PROVIDED ENTRIES →
******

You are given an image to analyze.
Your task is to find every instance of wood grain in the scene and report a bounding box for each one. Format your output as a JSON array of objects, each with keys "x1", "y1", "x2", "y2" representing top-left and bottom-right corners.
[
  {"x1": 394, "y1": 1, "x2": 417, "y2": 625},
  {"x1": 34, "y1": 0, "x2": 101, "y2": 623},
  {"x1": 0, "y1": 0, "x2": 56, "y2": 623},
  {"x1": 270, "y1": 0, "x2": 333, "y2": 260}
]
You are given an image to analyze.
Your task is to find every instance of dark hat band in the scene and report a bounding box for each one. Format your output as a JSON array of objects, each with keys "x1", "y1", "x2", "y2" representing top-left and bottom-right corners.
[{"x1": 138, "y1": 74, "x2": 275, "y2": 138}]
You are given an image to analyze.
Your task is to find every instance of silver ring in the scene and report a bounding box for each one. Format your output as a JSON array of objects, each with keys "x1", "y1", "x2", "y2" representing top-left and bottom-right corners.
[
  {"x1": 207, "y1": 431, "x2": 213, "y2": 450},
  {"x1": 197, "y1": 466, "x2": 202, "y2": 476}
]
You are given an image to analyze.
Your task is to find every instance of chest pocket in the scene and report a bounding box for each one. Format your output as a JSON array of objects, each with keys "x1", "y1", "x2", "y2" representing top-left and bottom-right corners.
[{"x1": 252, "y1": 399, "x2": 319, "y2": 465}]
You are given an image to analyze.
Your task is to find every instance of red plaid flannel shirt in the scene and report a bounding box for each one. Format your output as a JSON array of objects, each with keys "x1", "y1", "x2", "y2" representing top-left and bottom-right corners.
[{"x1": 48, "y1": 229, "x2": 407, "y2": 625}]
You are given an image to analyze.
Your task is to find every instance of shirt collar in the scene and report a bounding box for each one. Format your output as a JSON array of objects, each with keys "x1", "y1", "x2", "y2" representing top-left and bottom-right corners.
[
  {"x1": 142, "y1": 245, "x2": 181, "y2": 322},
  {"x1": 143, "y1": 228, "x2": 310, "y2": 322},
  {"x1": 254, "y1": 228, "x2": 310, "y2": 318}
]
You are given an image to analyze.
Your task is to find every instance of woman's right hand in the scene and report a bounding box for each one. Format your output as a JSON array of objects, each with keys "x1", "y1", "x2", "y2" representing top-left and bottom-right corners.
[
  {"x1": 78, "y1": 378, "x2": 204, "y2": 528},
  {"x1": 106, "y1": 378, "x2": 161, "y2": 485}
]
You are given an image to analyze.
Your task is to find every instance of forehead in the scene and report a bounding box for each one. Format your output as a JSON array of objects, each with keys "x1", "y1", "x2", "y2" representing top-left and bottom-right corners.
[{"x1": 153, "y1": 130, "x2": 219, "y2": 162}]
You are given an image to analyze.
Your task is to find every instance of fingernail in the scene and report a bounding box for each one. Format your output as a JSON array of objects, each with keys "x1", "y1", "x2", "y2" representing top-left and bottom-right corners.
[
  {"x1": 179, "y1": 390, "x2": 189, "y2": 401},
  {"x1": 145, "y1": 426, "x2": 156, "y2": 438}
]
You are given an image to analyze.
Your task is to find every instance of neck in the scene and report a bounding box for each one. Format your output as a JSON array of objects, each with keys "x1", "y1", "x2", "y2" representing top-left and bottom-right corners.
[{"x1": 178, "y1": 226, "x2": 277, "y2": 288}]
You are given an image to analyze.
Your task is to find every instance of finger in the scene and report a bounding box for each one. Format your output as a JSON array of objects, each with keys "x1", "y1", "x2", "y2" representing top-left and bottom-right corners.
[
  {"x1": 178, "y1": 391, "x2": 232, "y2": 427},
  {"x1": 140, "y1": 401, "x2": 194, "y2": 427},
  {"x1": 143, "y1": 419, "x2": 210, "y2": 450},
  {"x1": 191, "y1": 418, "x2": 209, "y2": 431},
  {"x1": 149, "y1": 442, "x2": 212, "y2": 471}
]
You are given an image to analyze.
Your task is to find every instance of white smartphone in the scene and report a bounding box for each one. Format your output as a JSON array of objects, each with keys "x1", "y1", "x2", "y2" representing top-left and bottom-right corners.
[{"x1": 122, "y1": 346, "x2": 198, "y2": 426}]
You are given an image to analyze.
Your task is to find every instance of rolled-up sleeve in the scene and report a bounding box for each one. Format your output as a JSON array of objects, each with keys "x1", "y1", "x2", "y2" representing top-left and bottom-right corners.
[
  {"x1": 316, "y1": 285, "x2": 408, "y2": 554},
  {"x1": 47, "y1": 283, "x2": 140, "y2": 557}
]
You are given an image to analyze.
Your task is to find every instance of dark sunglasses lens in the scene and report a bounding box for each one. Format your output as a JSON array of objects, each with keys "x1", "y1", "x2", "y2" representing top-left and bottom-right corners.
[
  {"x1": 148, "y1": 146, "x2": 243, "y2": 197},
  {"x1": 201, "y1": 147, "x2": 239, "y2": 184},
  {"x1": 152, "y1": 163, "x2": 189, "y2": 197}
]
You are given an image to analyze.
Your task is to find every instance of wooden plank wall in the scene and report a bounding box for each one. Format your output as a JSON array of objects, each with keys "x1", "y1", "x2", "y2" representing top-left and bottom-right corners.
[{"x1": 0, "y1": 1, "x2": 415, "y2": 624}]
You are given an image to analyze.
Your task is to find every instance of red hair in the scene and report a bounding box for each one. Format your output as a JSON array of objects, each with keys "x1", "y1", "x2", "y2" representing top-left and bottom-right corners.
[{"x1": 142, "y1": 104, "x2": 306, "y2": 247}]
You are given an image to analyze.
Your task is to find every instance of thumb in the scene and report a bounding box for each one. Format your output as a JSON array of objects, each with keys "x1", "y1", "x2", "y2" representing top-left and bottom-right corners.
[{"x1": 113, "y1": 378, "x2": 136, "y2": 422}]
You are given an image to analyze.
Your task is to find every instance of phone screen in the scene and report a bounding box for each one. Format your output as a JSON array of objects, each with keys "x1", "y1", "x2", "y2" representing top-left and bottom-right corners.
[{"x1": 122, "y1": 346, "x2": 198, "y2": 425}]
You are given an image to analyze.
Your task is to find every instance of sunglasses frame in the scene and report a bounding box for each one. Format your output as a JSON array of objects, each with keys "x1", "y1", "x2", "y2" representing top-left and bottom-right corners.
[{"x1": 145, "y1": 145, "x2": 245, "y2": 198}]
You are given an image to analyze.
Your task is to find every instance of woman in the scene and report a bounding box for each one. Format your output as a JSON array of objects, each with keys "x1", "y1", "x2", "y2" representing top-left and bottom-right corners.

******

TASK ITEM →
Only an exact retyping of the full data will do.

OUTPUT BELOW →
You are given an image to analyze.
Your task is to find every instance of wood grain in the scene and report a bounding box for each one. Format your output as a JSON array of objects, each with keys "x1", "y1", "x2", "y2" representing top-left and bottom-right corners.
[
  {"x1": 394, "y1": 1, "x2": 417, "y2": 625},
  {"x1": 34, "y1": 0, "x2": 101, "y2": 623},
  {"x1": 0, "y1": 0, "x2": 56, "y2": 623},
  {"x1": 270, "y1": 0, "x2": 333, "y2": 260}
]
You are given an image to analyze.
Your task is to find every instance of dark hat band in the scene and report a bounding box for each one. Format your output as a JSON array of objects, each with keys "x1", "y1", "x2", "y2" representing top-left and bottom-right corners.
[{"x1": 138, "y1": 74, "x2": 275, "y2": 138}]
You are given an image to analyze.
Your task is to find every instance of silver ring in the scene and report a bounding box for each one. Format your output as a JSON array of objects, each with keys "x1", "y1", "x2", "y2" representing top-left and bottom-right corners.
[
  {"x1": 207, "y1": 431, "x2": 213, "y2": 450},
  {"x1": 197, "y1": 466, "x2": 202, "y2": 476}
]
You are given an image to analyze.
Your task is to find every instance of chest pocket in the scene and report a bounding box for each one. Format your output as a JSON array of objects, each with keys "x1", "y1", "x2", "y2" representing top-left and bottom-right corners.
[{"x1": 252, "y1": 399, "x2": 319, "y2": 465}]
You are given an image to analyze.
Your task is to find every instance of red plaid flannel shirt in the scene and report a bounding box for each one. Format your output as a JSON array of objects, each with keys "x1", "y1", "x2", "y2" representing top-left and bottom-right corners.
[{"x1": 48, "y1": 229, "x2": 407, "y2": 625}]
You are given an image to analyze.
Your task is to find every instance of shirt collar in the scene and report a bounding box for each one. Format your output as a JSON array of objects, each with keys "x1", "y1", "x2", "y2" representing top-left and bottom-right corners.
[
  {"x1": 142, "y1": 245, "x2": 181, "y2": 322},
  {"x1": 143, "y1": 228, "x2": 310, "y2": 322},
  {"x1": 254, "y1": 228, "x2": 310, "y2": 318}
]
You are given an image to analyze.
Your task is to find every instance of woman's right hand in the scene and report a bounding box for each one. Format your output as a JSON array of objects, each with keys "x1", "y1", "x2", "y2" representing top-left and bottom-right corners.
[
  {"x1": 78, "y1": 378, "x2": 204, "y2": 528},
  {"x1": 106, "y1": 378, "x2": 161, "y2": 485}
]
You are given an image to analyze.
Your task is to find every instance of forehead in the scene and report a bounding box for each one. Format your output as a JSON array of objects, each with keys "x1", "y1", "x2", "y2" representing top-left and bottom-right corners.
[{"x1": 153, "y1": 130, "x2": 219, "y2": 162}]
You are given an image to analyze.
Your task is to find every instance of fingernail in the scene and report a bounding box for each one. Format your output as a JSON array of objects, each with keys "x1", "y1", "x2", "y2" representing top-left and bottom-right corners.
[
  {"x1": 179, "y1": 390, "x2": 189, "y2": 401},
  {"x1": 145, "y1": 426, "x2": 156, "y2": 438}
]
You are given an image to analyze.
Your task is to find every instance of neck in the scene and report a bounding box for each one. Format your output as a JSON array of objects, each with keys "x1", "y1", "x2", "y2" representing top-left and bottom-right corners.
[{"x1": 178, "y1": 226, "x2": 277, "y2": 288}]
You are given an image to analyze.
Your task is to find every instance of finger in the scene and report a bounding box for each one. Format your output as a JSON array of objects, each with keys "x1", "y1", "x2", "y2" representing top-left and bottom-right corners.
[
  {"x1": 178, "y1": 391, "x2": 232, "y2": 427},
  {"x1": 140, "y1": 401, "x2": 194, "y2": 427},
  {"x1": 143, "y1": 419, "x2": 210, "y2": 450},
  {"x1": 191, "y1": 418, "x2": 209, "y2": 431},
  {"x1": 149, "y1": 442, "x2": 212, "y2": 471}
]
You are given an image to analyze.
Your task is to find every instance of white smartphone in the scene and report a bounding box for each one. Format your output as a JSON array of objects, each with keys "x1", "y1", "x2", "y2" representing top-left and bottom-right corners.
[{"x1": 122, "y1": 346, "x2": 198, "y2": 426}]
You are given an image to analyze.
Your task is to find every instance of rolled-up sleeve in the scene and report a bounding box for each one. Format your output as a JSON array of objects, each with keys "x1", "y1", "x2", "y2" representing top-left and bottom-right corners.
[
  {"x1": 316, "y1": 285, "x2": 408, "y2": 554},
  {"x1": 47, "y1": 283, "x2": 140, "y2": 557}
]
You are given an image to analyze.
Your task is to find every instance of dark sunglasses lens in the scene and report a bounding box for each one. Format your output as a JSON array of objects, each with keys "x1", "y1", "x2", "y2" representing top-left and bottom-right corners.
[
  {"x1": 148, "y1": 146, "x2": 243, "y2": 197},
  {"x1": 201, "y1": 147, "x2": 239, "y2": 184},
  {"x1": 152, "y1": 163, "x2": 189, "y2": 197}
]
You are given an image to analyze.
Your task is to find every instance of wooden plank wall in the scene and report a bounding box for each one. Format your output as a JSON array of objects, each with keys "x1", "y1", "x2", "y2" representing top-left and bottom-right corners.
[{"x1": 0, "y1": 1, "x2": 415, "y2": 624}]
You are given an image to analyze.
Your task is to find every instance of red hair in the scene and report a bounding box for each one. Format your output as a JSON array of objects, each with keys "x1", "y1", "x2", "y2" representing top-left and bottom-right corners.
[{"x1": 142, "y1": 104, "x2": 306, "y2": 247}]
You are given an image to analyze.
Your task is to find every instance of thumb in the scene and report a bounding box for each one. Format your output as a JSON array of objects, each with keys "x1", "y1", "x2", "y2" representing top-left and bottom-right corners.
[{"x1": 113, "y1": 378, "x2": 136, "y2": 422}]
You are given an image to analyze.
Your task is to find every instance of phone screen in the scene and report a bounding box for each one. Format your output as a JSON array of objects, each with keys "x1", "y1", "x2", "y2" representing top-left and bottom-right corners.
[{"x1": 122, "y1": 346, "x2": 198, "y2": 425}]
You are given an image to analyze.
Your task is to find every instance of sunglasses frame in the scene and report a bounding box for each one. Format your output as a JSON array of objects, each with keys "x1", "y1", "x2", "y2" representing top-left and bottom-right corners.
[{"x1": 145, "y1": 145, "x2": 245, "y2": 198}]
You are given an image to analyze.
Your task is to find every instance of woman in the scene and report a bounding box for each one. Format your output as a JSON array of objects, each with keys "x1", "y1", "x2", "y2" representing top-left and bottom-right corners.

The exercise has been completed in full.